EXERCISE> Pick up the article below on why Catholics need not recruit volunteers, continuing from its last sentence.

Wednesday, November 02, 2005

Stop Recruiting Volunteers

This article by Diana Macalintal originally appeared in Parish Life, #256, July 2005.

Image hosted by Photobucket.comWhat makes being Catholic different from being part of any other organization that does good works?

In essence, we don’t have a choice but to do good. Everything Christians do is a response to God who first began that good work in us. Those who seek to be baptized are simply responding to God who “sought and summoned them in many ways” (Rite of Christian Initiation of Adults, #53). By being baptized, we are essentially changed from being an isolated body moving by our own will to being a part of the Body of Christ, in whom “we live and move and have our being” (Preface for Ordinary Time VI). With St. Paul we say, “I have been crucified with Christ; yet I live, no longer I, but Christ lives in me” (Gal 2:19-20). The life we live is the life of Christ who continues his work on earth through the mission of the Church.

GIVEN MATERIAL>
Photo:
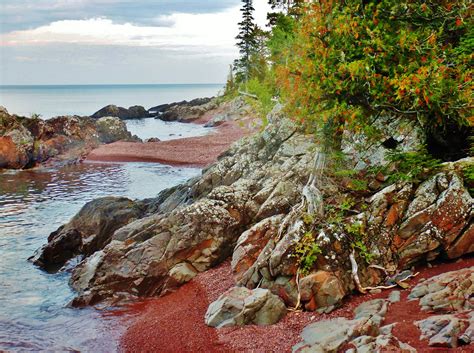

RESULT FOR THIS EXERCISE>
Vatican II’s Decree on the Apostolate of Lay People describes this right and duty of the faithful in this way:

The Church was founded for the purpose of spreading the kingdom of Christ throughout the earth for the glory of God the Father…. All activity of the Mystical Body directed to the attainment of this goal is called the apostolate, which the Church carries on in various ways through all her members. For the Christian vocation by its very nature is also a vocation to the apostolate. No part of the structure of a living body is merely passive but has a share in the functions as well as life of the body: so, too, in the body of Christ, which is the Church. (2)
It even goes on to say that “the organic union in this body and the structure of the members are so compact that the member who fails to make his proper contribution to the development of the Church must be said to be useful neither to the Church nor to himself” (2).

Therefore, no one in the Church is ever really a “volunteer” who, as the dictionary says, is one who does a service or participates in a transaction without any legal concern or interest in the matter. By baptism, all Christians are obligated to participate in the work of the Church according to each one’s gifts and abilities.

Does this mean we can’t have volunteer fairs and sign-up sheets? Of course not. But we do need to cultivate better the sense of “right and duty” of discipleship that our baptism brings.

Read "Six Ways to Grow Disciples."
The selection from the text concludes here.